--- Begin Provided records ---

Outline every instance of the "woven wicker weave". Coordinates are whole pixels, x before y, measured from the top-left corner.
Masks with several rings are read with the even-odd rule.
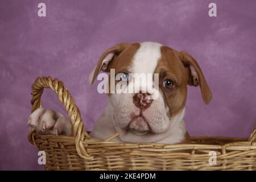
[[[164,144],[103,140],[86,131],[79,109],[62,81],[38,77],[32,86],[32,111],[42,106],[44,88],[55,92],[73,126],[73,136],[35,133],[28,138],[46,152],[47,170],[256,170],[256,126],[249,138],[192,137],[191,144]],[[217,164],[209,163],[210,151]]]

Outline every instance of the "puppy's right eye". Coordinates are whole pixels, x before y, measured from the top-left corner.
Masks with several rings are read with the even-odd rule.
[[[129,75],[127,73],[120,73],[120,80],[123,81],[129,81]]]

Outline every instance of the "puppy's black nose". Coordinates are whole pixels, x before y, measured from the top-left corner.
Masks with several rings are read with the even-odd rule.
[[[137,93],[133,96],[133,103],[139,108],[146,109],[148,107],[152,100],[149,99],[148,93]]]

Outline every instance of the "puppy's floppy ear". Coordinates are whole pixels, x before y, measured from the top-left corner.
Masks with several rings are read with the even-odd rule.
[[[189,85],[200,85],[203,100],[205,104],[208,104],[212,99],[212,92],[204,78],[197,62],[185,51],[179,52],[179,56],[188,72],[188,83]]]
[[[106,49],[100,56],[98,63],[92,73],[89,76],[89,82],[92,85],[101,70],[106,71],[109,63],[112,61],[115,56],[118,56],[126,47],[127,44],[123,43],[112,47]]]

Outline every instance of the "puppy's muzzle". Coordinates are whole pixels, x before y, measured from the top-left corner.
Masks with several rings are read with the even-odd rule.
[[[152,102],[149,99],[149,96],[148,93],[137,93],[133,96],[133,103],[139,109],[147,109]]]

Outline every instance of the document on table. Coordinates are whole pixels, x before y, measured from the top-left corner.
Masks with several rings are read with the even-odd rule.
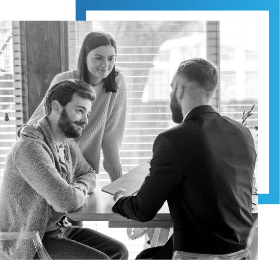
[[[102,187],[101,190],[112,195],[120,189],[125,189],[127,196],[135,194],[141,188],[145,178],[150,173],[151,158],[132,169],[111,183]]]

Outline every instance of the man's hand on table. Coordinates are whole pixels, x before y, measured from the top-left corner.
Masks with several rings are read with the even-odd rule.
[[[115,195],[114,195],[114,200],[117,202],[116,200],[117,200],[118,198],[123,197],[124,196],[127,196],[126,190],[124,189],[120,189],[115,193]]]
[[[87,194],[87,187],[82,182],[73,182],[71,185],[74,188],[77,188],[80,189],[86,197],[86,199],[88,197]]]

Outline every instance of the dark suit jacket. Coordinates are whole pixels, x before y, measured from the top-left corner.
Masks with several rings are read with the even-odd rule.
[[[245,247],[253,223],[253,139],[241,124],[210,105],[194,108],[181,124],[159,134],[150,174],[136,196],[113,211],[141,222],[167,200],[173,250],[227,254]]]

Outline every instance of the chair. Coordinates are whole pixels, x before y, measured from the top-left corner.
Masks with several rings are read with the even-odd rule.
[[[244,258],[247,260],[257,260],[257,217],[254,221],[247,238],[246,248],[239,251],[226,255],[206,255],[174,251],[172,260],[238,260]]]
[[[51,260],[50,256],[47,253],[45,247],[42,243],[39,232],[33,231],[31,232],[0,232],[0,240],[13,240],[13,239],[32,239],[34,242],[35,247],[38,255],[41,260]],[[0,250],[1,248],[0,248]],[[4,254],[0,251],[0,259],[10,260],[10,258],[6,254]]]

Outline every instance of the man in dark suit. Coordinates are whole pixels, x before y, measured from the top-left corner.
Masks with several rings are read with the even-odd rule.
[[[250,131],[210,105],[217,67],[204,59],[181,63],[171,86],[172,118],[179,125],[159,134],[150,174],[136,196],[117,192],[113,211],[152,220],[167,200],[173,235],[138,259],[171,259],[174,251],[222,254],[245,248],[251,228],[256,153]]]

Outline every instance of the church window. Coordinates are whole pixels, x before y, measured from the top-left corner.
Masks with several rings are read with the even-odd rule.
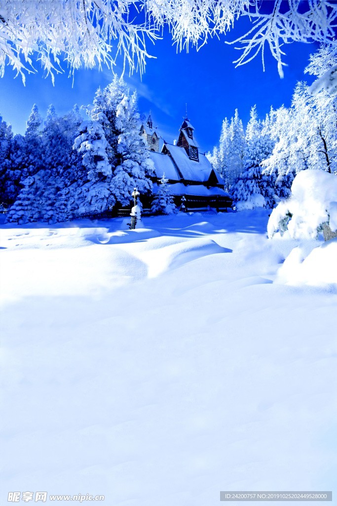
[[[191,146],[190,149],[190,157],[193,160],[199,160],[199,157],[198,152],[198,148],[196,148],[194,146]]]

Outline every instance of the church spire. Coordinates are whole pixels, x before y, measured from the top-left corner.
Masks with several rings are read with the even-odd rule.
[[[152,129],[153,121],[152,118],[151,117],[151,109],[150,110],[150,114],[149,115],[149,117],[147,119],[147,124],[149,128]]]

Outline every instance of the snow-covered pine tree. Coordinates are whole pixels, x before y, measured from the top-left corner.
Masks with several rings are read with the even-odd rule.
[[[227,178],[228,187],[230,189],[234,181],[242,173],[246,151],[244,126],[237,109],[235,109],[234,117],[231,119],[229,139],[230,145],[227,160]]]
[[[150,193],[153,165],[139,135],[135,92],[130,96],[124,81],[116,76],[104,90],[98,90],[87,113],[90,119],[74,146],[87,171],[88,181],[83,190],[90,212],[94,208],[101,212],[117,201],[128,205],[135,187],[140,193]],[[85,207],[84,202],[81,206]]]
[[[26,143],[24,137],[17,134],[11,143],[9,166],[5,176],[6,201],[12,205],[22,188],[21,181],[27,177]]]
[[[170,187],[167,184],[168,179],[165,178],[165,173],[163,177],[159,180],[160,184],[158,186],[157,192],[152,201],[151,213],[157,215],[171,215],[176,212],[176,207]]]
[[[42,118],[36,104],[27,120],[25,133],[26,142],[26,167],[22,175],[25,179],[28,176],[36,174],[42,166],[42,137],[40,127]]]
[[[150,176],[154,174],[153,163],[139,134],[139,119],[136,92],[130,96],[123,92],[116,107],[115,125],[119,133],[111,182],[115,198],[122,205],[128,204],[135,187],[141,194],[150,194],[153,188]]]
[[[62,117],[58,116],[54,106],[47,112],[42,132],[43,168],[40,171],[43,184],[41,195],[42,220],[49,223],[63,221],[58,205],[59,192],[68,184],[69,171],[73,163],[72,146],[81,118],[74,108]]]
[[[82,123],[74,143],[86,173],[86,181],[74,189],[80,215],[102,212],[116,202],[110,189],[112,170],[108,156],[109,148],[101,122],[89,119]]]
[[[37,196],[40,189],[38,177],[29,176],[21,184],[23,188],[7,217],[8,222],[17,222],[20,225],[37,221],[41,218],[41,206]]]
[[[232,118],[231,121],[232,123],[234,121],[233,118]],[[241,126],[242,126],[242,123]],[[229,163],[231,163],[233,161],[232,154],[234,131],[233,124],[231,125],[231,128],[228,120],[227,118],[225,118],[221,125],[219,145],[218,146],[215,146],[212,154],[210,153],[207,156],[214,168],[219,172],[225,181],[226,189],[227,190],[231,182],[232,183],[231,178],[233,177],[233,174]]]
[[[251,110],[247,131],[245,168],[232,187],[233,200],[238,210],[270,208],[274,203],[274,180],[262,174],[261,162],[270,156],[273,143],[267,121],[258,121],[255,107]]]
[[[9,158],[12,138],[12,127],[0,115],[0,203],[5,205],[10,201],[6,182],[10,168]]]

--- End Provided records ---

Problem to solve = How many lines of the rows above contain the string "table"? Case counts, so match capitalization exactly, and reply with the number alone.

Expected output = 2